(QUOTED PASSAGE):
* * * * * * * * *

Fred Shapiro, an associate librarian at Yale Law School, recently unveiled his seventh annual list of the most notable quotes of the year, according to an Associated Press report, and topping the list was this one, recorded secretly at a private Romney fundraiser in May:

“There are 47 percent of the people who will vote for the president no matter what … who are dependent upon government, who believe that they are victims. … These are people who pay no income tax … and so my job is not to worry about those people. I’ll never convince them that they should take personal responsibility and care for their lives,” Romney said.

Well, that went over like a lead balloon with a lot of folks when Mother Jones magazine posted it online a few months later, and it proved to be a turning point in the race for the White House, cementing in the minds of many the belief that Romney had little or no connection or empathy for those struggling to get by in life.

And, interestingly enough, when all the votes were counted, it was Romney who got 47 percent of the popular vote nationwide.

The Republican candidate also claimed the second spot on the list when he commented in the second presidential debate about his efforts to make women part of his administration when he took office as governor of Massachusetts.

Said Romney, “We took a concerted effort to go out and find women who had backgrounds that could be qualified to become members of our cabinet. I went to a number of women’s groups and said, ‘Can you help us find folks?’ and they brought us whole binders full of women.”

* * * * * * * * *

(DATA):
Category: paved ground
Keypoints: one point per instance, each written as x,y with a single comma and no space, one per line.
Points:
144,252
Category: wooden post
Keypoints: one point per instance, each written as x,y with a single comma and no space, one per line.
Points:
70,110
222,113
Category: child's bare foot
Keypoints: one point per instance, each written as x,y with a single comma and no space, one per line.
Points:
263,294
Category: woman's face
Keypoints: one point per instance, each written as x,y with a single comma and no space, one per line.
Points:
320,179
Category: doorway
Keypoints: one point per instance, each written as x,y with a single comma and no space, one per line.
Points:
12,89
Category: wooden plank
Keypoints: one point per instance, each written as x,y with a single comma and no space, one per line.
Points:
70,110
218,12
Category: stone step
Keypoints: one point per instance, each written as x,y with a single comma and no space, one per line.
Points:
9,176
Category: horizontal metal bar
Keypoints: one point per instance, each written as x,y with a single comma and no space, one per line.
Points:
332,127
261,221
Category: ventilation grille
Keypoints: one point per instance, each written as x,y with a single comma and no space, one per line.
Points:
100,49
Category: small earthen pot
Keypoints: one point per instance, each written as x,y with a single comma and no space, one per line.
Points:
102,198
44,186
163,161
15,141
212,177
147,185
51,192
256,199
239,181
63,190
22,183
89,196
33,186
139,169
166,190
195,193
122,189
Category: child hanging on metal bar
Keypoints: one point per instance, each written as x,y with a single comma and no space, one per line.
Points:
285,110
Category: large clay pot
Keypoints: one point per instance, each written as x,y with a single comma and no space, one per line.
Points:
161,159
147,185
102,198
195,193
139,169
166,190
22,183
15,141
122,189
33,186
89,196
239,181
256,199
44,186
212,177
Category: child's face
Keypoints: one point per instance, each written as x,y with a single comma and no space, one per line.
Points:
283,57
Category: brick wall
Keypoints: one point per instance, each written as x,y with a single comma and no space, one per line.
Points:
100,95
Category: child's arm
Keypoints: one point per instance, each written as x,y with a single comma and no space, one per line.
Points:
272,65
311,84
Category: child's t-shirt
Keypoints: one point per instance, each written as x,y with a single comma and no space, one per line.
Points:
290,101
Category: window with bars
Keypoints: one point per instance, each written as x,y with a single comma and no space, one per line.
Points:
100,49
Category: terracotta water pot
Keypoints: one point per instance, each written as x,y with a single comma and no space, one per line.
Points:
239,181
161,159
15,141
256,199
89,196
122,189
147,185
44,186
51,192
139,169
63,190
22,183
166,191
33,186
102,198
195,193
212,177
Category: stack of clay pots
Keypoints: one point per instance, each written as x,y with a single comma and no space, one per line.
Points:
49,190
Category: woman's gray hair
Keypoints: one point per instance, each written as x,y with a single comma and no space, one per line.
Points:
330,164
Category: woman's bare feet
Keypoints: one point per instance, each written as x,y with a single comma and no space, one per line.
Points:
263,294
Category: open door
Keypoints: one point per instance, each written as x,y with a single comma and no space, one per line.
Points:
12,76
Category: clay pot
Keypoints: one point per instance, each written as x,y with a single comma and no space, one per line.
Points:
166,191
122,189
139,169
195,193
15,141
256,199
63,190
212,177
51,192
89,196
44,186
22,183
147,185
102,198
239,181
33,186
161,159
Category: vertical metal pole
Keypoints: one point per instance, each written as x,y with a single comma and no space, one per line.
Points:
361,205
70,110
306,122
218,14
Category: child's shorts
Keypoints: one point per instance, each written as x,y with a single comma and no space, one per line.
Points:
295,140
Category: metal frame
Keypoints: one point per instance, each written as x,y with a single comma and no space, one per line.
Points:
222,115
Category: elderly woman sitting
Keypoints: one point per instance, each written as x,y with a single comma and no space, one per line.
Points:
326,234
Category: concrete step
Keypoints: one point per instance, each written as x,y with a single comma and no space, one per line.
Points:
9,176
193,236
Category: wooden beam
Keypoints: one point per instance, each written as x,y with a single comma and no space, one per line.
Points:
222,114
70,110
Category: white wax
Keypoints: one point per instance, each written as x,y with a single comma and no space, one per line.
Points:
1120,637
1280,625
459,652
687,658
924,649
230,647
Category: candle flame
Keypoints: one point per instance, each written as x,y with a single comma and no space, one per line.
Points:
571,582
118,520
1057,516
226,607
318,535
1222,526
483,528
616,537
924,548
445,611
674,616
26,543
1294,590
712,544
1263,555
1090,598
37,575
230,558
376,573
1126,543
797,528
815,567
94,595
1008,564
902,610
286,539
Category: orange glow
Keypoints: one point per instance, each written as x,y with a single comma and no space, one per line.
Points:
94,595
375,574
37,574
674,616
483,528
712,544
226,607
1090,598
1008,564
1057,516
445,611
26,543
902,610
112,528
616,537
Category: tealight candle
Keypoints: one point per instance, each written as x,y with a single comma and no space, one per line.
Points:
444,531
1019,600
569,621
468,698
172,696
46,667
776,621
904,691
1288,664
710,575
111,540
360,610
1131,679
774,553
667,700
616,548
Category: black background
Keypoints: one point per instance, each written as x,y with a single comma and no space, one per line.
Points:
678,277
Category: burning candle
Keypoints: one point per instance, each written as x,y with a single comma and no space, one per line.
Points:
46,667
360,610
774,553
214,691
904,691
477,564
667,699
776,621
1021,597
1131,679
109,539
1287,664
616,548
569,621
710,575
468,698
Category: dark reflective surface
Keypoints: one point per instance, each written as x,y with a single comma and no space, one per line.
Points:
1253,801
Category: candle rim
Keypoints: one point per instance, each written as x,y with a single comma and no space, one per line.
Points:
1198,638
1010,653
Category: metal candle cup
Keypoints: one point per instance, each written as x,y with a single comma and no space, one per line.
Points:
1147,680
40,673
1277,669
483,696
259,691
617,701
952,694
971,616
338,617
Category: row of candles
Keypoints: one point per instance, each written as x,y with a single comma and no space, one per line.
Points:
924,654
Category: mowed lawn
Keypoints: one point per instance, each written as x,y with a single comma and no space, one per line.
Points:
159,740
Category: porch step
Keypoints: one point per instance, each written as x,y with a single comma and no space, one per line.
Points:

* * * * * * * * *

(LIST OF TASKS):
a: From the excerpt about the year's most notable quotes, list every characteristic that Romney's quoted remark attributes to the 47 percent.
b: According to the excerpt about the year's most notable quotes, why did the 47 percent remark become a turning point in the race for the White House?
c: Do these statements agree with the excerpt about the year's most notable quotes? (i) The 47 percent remark was recorded at a public rally in May. (ii) Romney won 47 percent of the popular vote nationwide. (iii) Romney made the binders remark during the first presidential debate.

(COMPLETED EXERCISE):
a:
They will vote for the president no matter what.
They are dependent upon government.
They believe that they are victims.
They pay no income tax.

b: The remark became a turning point because it cemented in the minds of many the belief that Romney had little or no connection or empathy for people struggling to get by in life.

c:
(i) No: "recorded secretly at a private Romney fundraiser in May"
(ii) Yes: "it was Romney who got 47 percent of the popular vote nationwide"
(iii) No: "in the second presidential debate"